▸ **Required work**:
1. In the piece about Pride and Prejudice, rewrite the stretch from "I first read" through "the Austen-like irony!", changing "car park" to "parking lot".
2. According to the piece about Pride and Prejudice, how old was the writer on first reading the book?
3. Write the next part of the piece about Pride and Prejudice, starting after its final sentence.

▸ **Selected extract**:
If you’re a Jane Austen fan like me (and if you’re not, I beg you to read on anyway! you’re in for a surprising and fabulous treat!), you’ll know already that Pride and Prejudice is two hundred years old this week.
I first read this book when I was fifteen and it was as gripping for me then as it was for readers in 1813. I was sitting on a step outside my modern block of a school, on a cold afternoon, in the teachers’ car park. It was dinner break and the playground was full of stupid boys re-enacting Saturday’s football game and battering hell out of each other, and the cloakroom was full of girls spraying hairspray around to cover the smell of cigarette smoke. I wanted some peace and quiet to finish this brilliant book I was reading, and the car park was the only place to find it. I was so engrossed in Darcy’s brooding I failed to hear the bell go for afternoon classes. Half an hour later, I was in front of my form teacher being handed a detention. Detention for reading! Oh, the Austen-like irony!

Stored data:
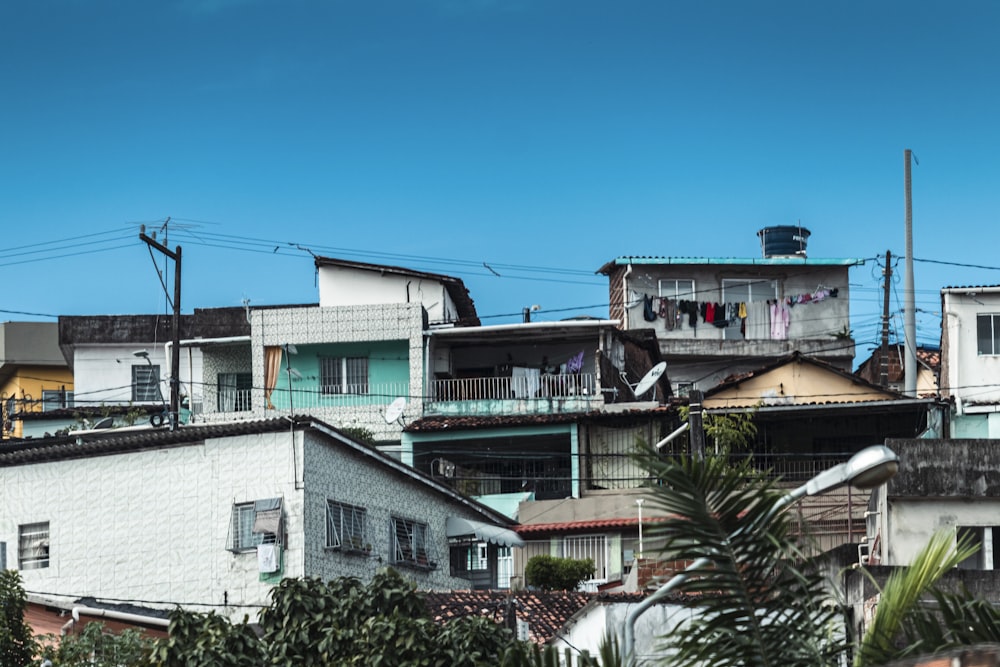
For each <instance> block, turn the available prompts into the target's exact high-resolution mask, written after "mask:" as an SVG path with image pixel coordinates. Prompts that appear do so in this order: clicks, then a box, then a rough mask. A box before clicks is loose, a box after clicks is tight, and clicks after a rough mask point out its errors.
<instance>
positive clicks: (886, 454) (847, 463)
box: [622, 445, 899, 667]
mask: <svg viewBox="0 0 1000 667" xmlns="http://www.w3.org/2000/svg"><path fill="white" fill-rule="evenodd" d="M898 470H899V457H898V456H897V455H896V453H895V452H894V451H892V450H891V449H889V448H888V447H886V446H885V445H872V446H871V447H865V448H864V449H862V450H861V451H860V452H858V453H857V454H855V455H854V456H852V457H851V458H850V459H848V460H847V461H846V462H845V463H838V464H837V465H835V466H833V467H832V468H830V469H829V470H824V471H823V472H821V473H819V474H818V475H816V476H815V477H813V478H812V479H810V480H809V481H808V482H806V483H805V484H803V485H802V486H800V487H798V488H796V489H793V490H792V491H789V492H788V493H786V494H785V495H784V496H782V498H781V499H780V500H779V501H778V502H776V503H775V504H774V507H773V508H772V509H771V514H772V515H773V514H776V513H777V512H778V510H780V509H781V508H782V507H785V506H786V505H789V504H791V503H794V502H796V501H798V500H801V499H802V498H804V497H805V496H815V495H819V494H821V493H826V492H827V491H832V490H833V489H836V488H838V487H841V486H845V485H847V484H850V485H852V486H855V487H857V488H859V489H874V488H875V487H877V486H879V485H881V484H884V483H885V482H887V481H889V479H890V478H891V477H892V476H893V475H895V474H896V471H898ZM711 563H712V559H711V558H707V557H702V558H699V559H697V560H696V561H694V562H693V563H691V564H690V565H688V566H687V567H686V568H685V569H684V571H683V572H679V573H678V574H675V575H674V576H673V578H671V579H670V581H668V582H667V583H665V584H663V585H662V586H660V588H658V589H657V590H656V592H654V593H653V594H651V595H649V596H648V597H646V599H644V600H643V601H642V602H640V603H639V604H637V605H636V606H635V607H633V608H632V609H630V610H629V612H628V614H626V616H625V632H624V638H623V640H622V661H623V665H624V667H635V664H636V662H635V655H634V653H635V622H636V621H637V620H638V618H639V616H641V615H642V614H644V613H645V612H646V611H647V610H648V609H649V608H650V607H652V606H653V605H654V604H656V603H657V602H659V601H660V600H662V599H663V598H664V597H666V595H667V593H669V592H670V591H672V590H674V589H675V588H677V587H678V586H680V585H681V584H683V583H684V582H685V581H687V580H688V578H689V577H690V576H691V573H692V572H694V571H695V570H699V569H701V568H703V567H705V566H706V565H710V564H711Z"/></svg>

▸ **Outputs in order**:
1.
I first read this book when I was fifteen and it was as gripping for me then as it was for readers in 1813. I was sitting on a step outside my modern block of a school, on a cold afternoon, in the teachers’ parking lot. It was dinner break and the playground was full of stupid boys re-enacting Saturday’s football game and battering hell out of each other, and the cloakroom was full of girls spraying hairspray around to cover the smell of cigarette smoke. I wanted some peace and quiet to finish this brilliant book I was reading, and the parking lot was the only place to find it. I was so engrossed in Darcy’s brooding I failed to hear the bell go for afternoon classes. Half an hour later, I was in front of my form teacher being handed a detention. Detention for reading! Oh, the Austen-like irony!

2. Fifteen.

3.
Today there’s a new and brilliant retelling of the book on YouTube, which has had me equally gripped – although luckily no detention this time :) Jane Austen and YouTube! You never would have put those two together, but it’s witty and inventive and I’ve loved it way more than any period adaptation I’ve ever seen. If you haven’t yet caught up with The Lizzie Bennet Diaries, forget everything else, click on this link and watch!
How to start with why this is so great? It’s a series of five minute video diaries in which Lizzie Bennet sits in her bedroom talking about her family and friends to the camera. Her best friend, Charlotte Lu, is her film editor and helps her recreate scenes using costume props. Quite often other characters will burst in and interrupt, and as the series progresses and Lizzie starts filming in different locations tension mounts. We gradually get to know and see in the flesh characters who we’ve only ever heard Lizzie talk about.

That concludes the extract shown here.